[BEGIN Data entries]
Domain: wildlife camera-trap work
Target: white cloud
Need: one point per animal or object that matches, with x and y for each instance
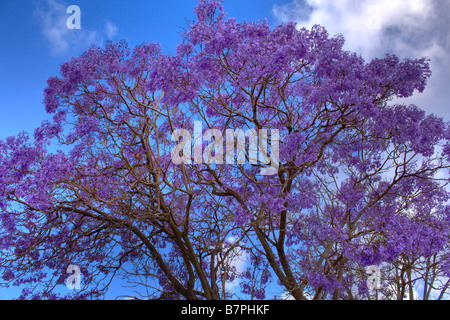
(407, 28)
(110, 30)
(51, 16)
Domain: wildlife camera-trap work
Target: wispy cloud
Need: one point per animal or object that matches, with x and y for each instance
(408, 28)
(52, 17)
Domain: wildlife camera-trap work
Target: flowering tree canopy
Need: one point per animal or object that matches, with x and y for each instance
(360, 181)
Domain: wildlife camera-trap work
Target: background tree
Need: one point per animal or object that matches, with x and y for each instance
(361, 181)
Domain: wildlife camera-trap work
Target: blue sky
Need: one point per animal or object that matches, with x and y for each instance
(35, 40)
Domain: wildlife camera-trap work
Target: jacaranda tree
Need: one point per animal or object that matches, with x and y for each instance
(357, 180)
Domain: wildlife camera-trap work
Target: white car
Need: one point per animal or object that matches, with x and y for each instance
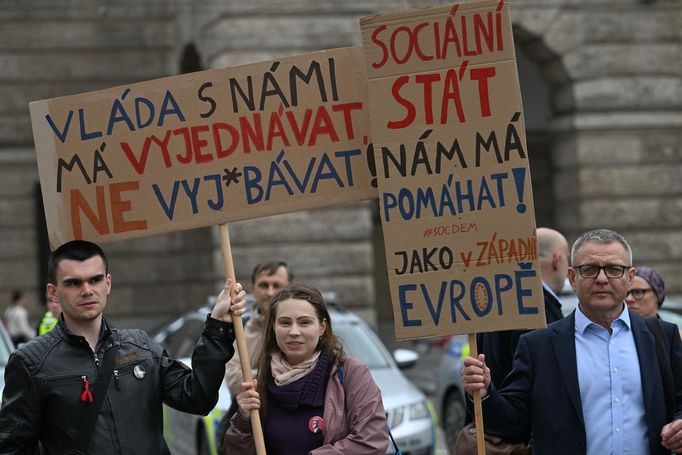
(409, 413)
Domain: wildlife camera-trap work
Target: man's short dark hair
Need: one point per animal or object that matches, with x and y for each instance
(17, 295)
(75, 250)
(270, 268)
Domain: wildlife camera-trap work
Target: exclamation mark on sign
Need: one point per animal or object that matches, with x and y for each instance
(371, 163)
(520, 179)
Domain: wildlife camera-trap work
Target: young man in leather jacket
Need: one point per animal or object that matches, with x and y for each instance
(53, 382)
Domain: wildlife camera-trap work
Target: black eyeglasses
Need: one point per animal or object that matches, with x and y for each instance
(638, 293)
(610, 270)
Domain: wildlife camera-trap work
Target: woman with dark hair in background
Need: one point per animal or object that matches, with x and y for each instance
(647, 293)
(308, 406)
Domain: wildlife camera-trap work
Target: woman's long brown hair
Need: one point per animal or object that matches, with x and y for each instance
(328, 340)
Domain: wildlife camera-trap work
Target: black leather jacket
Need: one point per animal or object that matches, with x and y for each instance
(44, 382)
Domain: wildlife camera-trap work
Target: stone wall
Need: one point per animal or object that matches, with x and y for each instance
(611, 154)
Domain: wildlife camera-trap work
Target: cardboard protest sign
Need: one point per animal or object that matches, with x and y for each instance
(452, 163)
(205, 148)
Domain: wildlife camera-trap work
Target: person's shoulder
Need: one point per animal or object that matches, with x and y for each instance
(136, 336)
(552, 328)
(352, 364)
(34, 351)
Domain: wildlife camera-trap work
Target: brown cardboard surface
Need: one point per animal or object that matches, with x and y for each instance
(452, 166)
(143, 159)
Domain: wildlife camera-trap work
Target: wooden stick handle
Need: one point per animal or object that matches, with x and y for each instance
(478, 408)
(241, 340)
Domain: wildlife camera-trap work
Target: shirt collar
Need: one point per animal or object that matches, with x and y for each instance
(582, 322)
(548, 289)
(103, 330)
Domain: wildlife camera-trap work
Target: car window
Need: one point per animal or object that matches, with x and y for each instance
(358, 343)
(4, 350)
(182, 342)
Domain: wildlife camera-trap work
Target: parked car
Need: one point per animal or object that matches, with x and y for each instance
(409, 415)
(449, 396)
(6, 347)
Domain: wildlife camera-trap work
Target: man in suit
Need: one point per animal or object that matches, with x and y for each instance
(589, 383)
(499, 347)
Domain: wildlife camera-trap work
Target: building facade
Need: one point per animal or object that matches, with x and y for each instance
(602, 88)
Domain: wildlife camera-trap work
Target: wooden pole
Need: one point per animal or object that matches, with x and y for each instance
(243, 351)
(478, 408)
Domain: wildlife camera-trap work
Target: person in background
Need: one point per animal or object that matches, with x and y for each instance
(647, 293)
(50, 317)
(499, 347)
(16, 319)
(311, 397)
(589, 383)
(267, 278)
(54, 391)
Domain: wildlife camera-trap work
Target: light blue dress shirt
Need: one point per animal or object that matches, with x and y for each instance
(610, 387)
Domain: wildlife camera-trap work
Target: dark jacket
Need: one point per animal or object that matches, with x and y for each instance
(542, 392)
(354, 417)
(44, 382)
(499, 347)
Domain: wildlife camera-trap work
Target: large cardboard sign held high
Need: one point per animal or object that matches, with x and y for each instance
(452, 163)
(204, 148)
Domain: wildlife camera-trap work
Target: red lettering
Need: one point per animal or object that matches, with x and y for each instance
(465, 37)
(378, 42)
(346, 109)
(451, 93)
(187, 157)
(234, 141)
(427, 80)
(417, 47)
(198, 144)
(411, 111)
(481, 30)
(500, 36)
(120, 206)
(252, 133)
(410, 44)
(79, 203)
(322, 125)
(139, 165)
(300, 133)
(276, 130)
(481, 75)
(450, 37)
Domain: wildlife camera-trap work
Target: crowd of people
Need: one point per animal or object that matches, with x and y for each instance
(593, 382)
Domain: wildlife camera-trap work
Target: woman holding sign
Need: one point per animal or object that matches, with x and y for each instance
(312, 398)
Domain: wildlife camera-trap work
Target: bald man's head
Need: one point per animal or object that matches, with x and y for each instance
(554, 256)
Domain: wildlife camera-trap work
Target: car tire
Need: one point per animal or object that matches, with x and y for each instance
(203, 444)
(454, 414)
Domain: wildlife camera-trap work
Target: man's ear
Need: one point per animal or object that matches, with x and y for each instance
(52, 292)
(571, 277)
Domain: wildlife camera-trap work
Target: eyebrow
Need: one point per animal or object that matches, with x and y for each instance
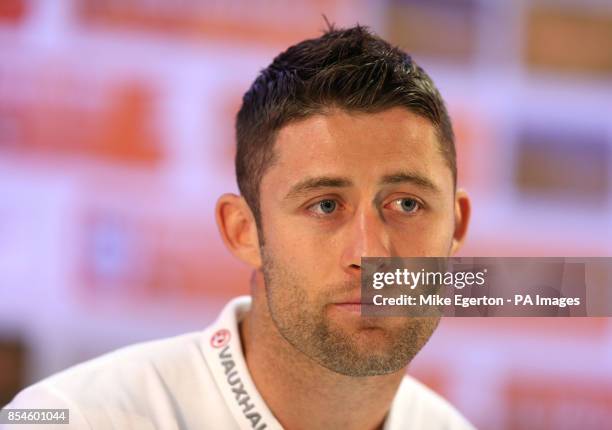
(410, 177)
(316, 183)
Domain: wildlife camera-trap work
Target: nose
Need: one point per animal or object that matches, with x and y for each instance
(366, 236)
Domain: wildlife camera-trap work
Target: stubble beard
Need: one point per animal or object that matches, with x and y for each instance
(307, 327)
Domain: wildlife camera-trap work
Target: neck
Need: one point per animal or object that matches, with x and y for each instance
(300, 392)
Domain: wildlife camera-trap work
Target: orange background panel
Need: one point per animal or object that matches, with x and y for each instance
(210, 19)
(120, 130)
(569, 40)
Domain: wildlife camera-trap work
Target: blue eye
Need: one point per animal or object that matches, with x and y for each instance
(409, 205)
(327, 206)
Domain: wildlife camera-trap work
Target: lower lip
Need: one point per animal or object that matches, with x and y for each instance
(352, 307)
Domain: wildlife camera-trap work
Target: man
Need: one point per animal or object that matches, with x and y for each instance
(345, 150)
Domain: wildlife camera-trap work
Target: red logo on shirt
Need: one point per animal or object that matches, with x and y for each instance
(220, 338)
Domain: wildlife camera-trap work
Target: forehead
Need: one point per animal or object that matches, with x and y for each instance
(362, 146)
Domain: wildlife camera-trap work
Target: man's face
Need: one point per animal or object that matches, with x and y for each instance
(345, 186)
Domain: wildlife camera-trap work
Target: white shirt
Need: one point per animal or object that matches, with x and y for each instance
(194, 381)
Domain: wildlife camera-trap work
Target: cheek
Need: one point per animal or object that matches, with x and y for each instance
(429, 236)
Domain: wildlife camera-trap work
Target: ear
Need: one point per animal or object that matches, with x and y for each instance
(463, 211)
(238, 229)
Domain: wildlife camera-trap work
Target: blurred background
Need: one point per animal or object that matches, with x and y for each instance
(116, 138)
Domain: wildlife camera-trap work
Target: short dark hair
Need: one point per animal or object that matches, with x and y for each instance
(352, 69)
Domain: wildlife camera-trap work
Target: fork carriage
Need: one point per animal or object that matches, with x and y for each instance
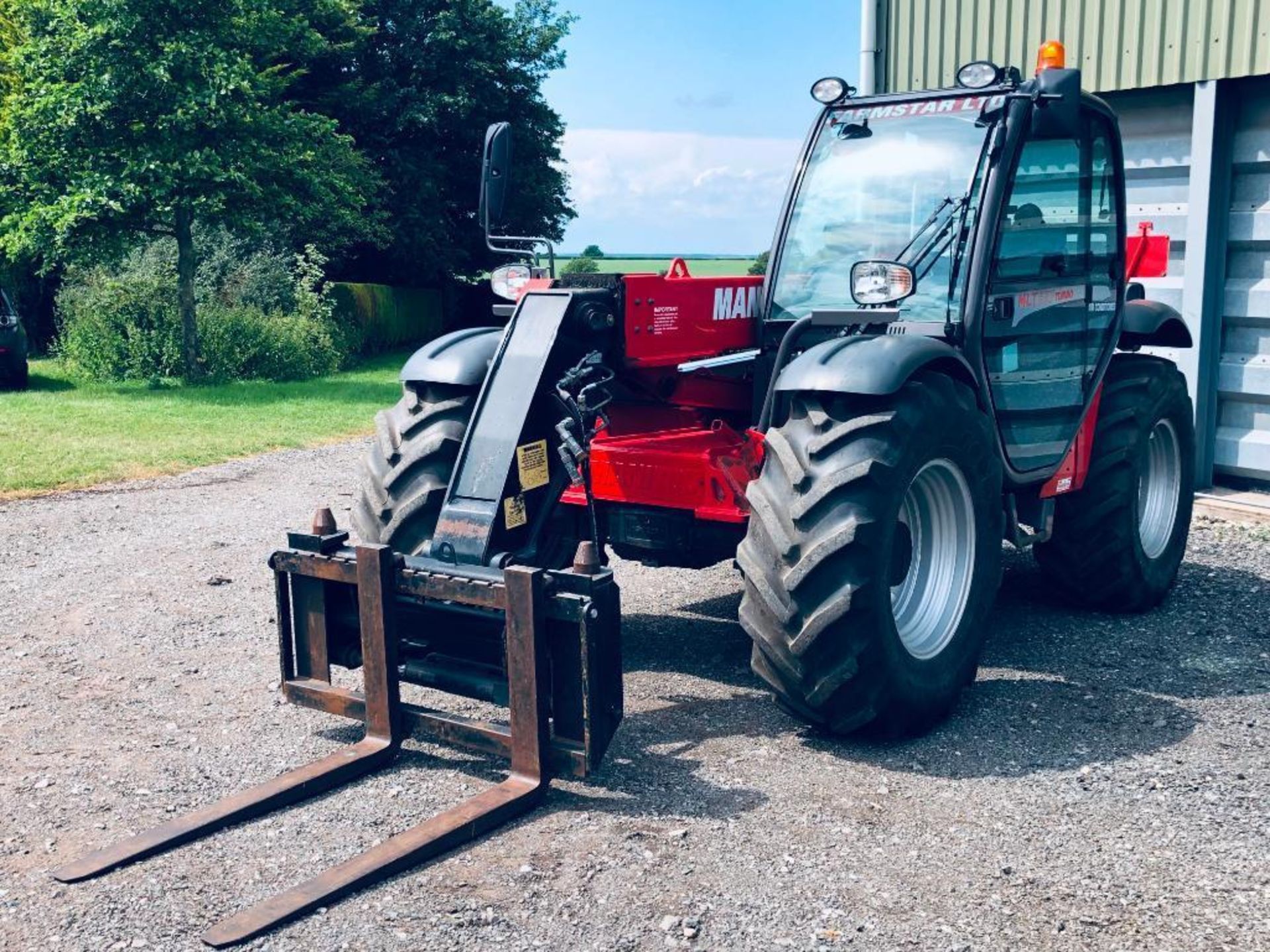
(556, 666)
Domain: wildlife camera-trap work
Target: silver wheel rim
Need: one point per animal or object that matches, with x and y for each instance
(929, 602)
(1159, 489)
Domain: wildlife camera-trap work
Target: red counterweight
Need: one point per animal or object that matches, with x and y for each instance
(676, 317)
(681, 451)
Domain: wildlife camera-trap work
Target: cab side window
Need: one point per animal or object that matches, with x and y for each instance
(1043, 234)
(1052, 298)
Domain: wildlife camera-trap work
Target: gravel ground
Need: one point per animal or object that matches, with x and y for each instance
(1104, 785)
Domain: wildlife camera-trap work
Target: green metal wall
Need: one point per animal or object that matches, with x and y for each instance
(1118, 44)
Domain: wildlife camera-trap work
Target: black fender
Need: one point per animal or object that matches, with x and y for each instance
(460, 357)
(872, 365)
(1152, 324)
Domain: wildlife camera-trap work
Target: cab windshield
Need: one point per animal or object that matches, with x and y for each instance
(892, 183)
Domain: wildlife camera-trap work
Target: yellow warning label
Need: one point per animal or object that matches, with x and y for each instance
(531, 460)
(513, 512)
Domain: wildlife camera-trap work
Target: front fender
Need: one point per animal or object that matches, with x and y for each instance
(1152, 324)
(459, 357)
(873, 365)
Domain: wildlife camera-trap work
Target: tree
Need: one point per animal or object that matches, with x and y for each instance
(139, 117)
(582, 264)
(417, 93)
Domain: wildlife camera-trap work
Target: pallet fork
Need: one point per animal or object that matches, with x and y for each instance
(562, 683)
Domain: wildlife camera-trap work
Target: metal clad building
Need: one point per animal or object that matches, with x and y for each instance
(1189, 79)
(1118, 44)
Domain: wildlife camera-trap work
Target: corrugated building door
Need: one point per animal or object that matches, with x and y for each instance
(1242, 446)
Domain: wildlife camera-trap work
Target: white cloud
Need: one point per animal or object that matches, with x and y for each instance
(663, 192)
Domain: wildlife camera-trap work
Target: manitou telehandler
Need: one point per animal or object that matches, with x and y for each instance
(941, 356)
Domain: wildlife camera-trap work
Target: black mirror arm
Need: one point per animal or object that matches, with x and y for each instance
(525, 243)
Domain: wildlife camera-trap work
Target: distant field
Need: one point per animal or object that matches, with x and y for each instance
(65, 434)
(700, 267)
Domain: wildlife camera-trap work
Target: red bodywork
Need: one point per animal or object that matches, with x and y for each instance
(683, 442)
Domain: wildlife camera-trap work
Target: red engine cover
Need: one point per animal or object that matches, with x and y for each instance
(676, 317)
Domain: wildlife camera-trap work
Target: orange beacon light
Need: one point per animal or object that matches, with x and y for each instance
(1050, 56)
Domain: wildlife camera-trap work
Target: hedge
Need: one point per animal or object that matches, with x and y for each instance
(389, 317)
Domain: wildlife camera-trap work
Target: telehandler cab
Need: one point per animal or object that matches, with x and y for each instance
(944, 354)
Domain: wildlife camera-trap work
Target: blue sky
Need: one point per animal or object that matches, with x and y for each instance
(683, 118)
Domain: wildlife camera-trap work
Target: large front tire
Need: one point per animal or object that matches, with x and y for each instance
(1118, 542)
(407, 470)
(873, 555)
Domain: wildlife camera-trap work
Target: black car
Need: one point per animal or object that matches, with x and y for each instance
(13, 347)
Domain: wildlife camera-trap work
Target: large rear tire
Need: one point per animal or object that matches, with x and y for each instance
(407, 470)
(1118, 542)
(873, 555)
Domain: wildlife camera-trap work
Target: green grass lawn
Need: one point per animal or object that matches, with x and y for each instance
(698, 267)
(64, 434)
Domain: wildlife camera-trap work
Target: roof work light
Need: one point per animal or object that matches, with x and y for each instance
(831, 89)
(1050, 56)
(980, 74)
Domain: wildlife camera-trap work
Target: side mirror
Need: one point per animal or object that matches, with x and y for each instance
(1058, 113)
(495, 163)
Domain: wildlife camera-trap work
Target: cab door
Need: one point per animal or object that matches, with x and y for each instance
(1053, 291)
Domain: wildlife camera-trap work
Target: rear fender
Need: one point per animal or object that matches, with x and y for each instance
(873, 366)
(1152, 324)
(460, 357)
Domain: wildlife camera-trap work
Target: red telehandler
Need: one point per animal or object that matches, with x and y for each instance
(944, 354)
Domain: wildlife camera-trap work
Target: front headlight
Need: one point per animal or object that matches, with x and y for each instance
(508, 281)
(880, 282)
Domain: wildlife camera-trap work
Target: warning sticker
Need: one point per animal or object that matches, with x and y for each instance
(513, 512)
(531, 460)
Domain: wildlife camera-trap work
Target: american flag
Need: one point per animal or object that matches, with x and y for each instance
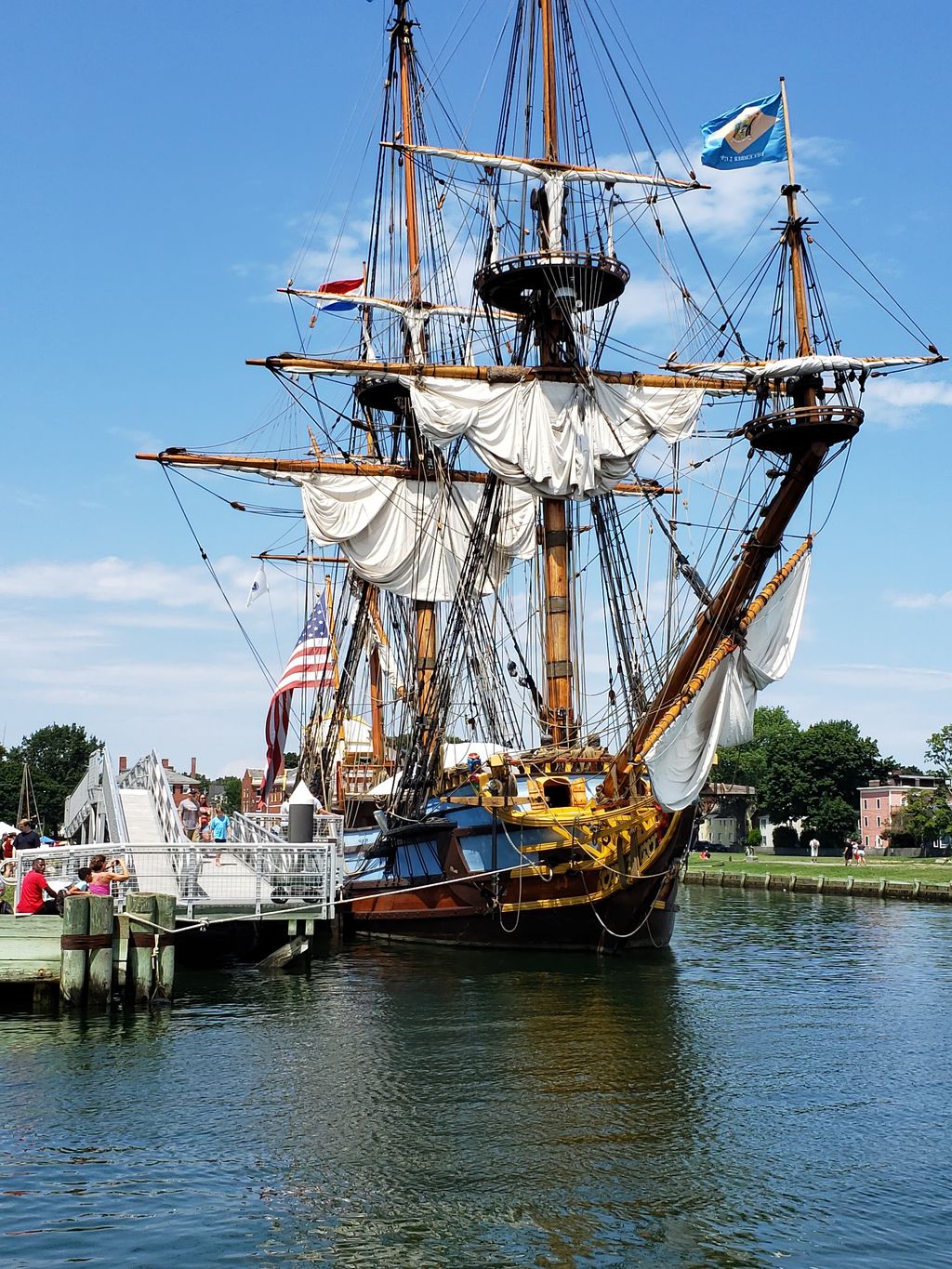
(310, 665)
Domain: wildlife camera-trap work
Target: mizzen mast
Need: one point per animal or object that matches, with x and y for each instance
(803, 434)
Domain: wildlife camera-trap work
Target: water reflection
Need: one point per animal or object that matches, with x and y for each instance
(767, 1089)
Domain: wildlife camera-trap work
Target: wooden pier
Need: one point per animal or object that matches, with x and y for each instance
(93, 956)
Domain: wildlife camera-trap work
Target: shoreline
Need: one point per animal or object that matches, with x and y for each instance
(868, 887)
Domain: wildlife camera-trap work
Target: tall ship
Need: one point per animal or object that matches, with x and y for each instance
(559, 566)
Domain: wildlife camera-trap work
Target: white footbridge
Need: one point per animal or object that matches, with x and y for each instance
(134, 817)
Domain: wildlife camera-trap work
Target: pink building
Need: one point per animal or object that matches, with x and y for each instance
(879, 800)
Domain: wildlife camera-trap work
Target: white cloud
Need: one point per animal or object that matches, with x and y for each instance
(923, 599)
(897, 402)
(885, 678)
(111, 580)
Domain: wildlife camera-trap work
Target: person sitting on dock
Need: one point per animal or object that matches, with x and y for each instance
(100, 880)
(32, 891)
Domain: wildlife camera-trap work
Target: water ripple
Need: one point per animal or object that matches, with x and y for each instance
(765, 1091)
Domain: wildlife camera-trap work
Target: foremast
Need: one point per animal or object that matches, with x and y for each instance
(424, 609)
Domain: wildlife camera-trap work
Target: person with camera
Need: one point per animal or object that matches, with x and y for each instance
(101, 877)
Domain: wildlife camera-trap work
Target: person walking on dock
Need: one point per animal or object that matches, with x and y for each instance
(27, 839)
(219, 826)
(32, 891)
(188, 813)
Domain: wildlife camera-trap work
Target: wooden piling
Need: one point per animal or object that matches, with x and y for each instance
(141, 943)
(73, 943)
(165, 963)
(99, 975)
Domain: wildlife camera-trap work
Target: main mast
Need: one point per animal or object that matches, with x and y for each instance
(556, 542)
(424, 609)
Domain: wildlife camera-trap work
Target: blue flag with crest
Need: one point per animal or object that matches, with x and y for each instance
(746, 136)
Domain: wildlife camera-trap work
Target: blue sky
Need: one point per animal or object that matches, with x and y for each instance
(164, 166)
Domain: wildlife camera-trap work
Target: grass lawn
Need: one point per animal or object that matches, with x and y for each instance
(893, 869)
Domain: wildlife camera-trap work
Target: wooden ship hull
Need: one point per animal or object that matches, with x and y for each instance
(615, 892)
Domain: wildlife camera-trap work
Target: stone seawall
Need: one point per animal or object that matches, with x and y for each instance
(874, 887)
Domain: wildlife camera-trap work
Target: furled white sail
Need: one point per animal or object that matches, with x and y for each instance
(800, 367)
(559, 439)
(412, 537)
(722, 712)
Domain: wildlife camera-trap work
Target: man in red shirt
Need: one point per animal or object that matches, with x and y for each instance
(34, 886)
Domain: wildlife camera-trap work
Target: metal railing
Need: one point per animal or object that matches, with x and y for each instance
(94, 805)
(149, 774)
(244, 877)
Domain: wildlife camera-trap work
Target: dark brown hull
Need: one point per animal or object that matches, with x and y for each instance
(465, 914)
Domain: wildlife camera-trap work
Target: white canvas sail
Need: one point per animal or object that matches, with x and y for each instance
(412, 537)
(722, 712)
(558, 439)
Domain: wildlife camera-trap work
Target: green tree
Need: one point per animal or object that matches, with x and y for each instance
(834, 821)
(938, 751)
(749, 763)
(58, 757)
(924, 819)
(826, 764)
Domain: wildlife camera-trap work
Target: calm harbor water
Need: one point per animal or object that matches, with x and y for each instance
(772, 1089)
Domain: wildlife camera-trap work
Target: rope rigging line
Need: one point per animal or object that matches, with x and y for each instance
(209, 566)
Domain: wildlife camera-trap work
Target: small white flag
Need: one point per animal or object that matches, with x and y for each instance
(258, 587)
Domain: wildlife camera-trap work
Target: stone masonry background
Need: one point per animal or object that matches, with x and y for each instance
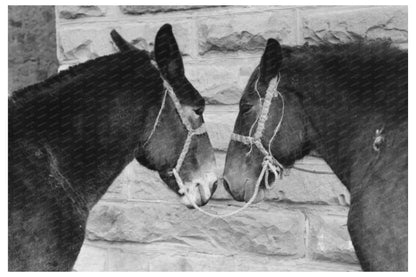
[END Data entries]
- What to do: Pick out every line in the entries above that includes the word "rear", and copy each one.

- Response to this exercise:
Target: large rear tire
Target: rear fender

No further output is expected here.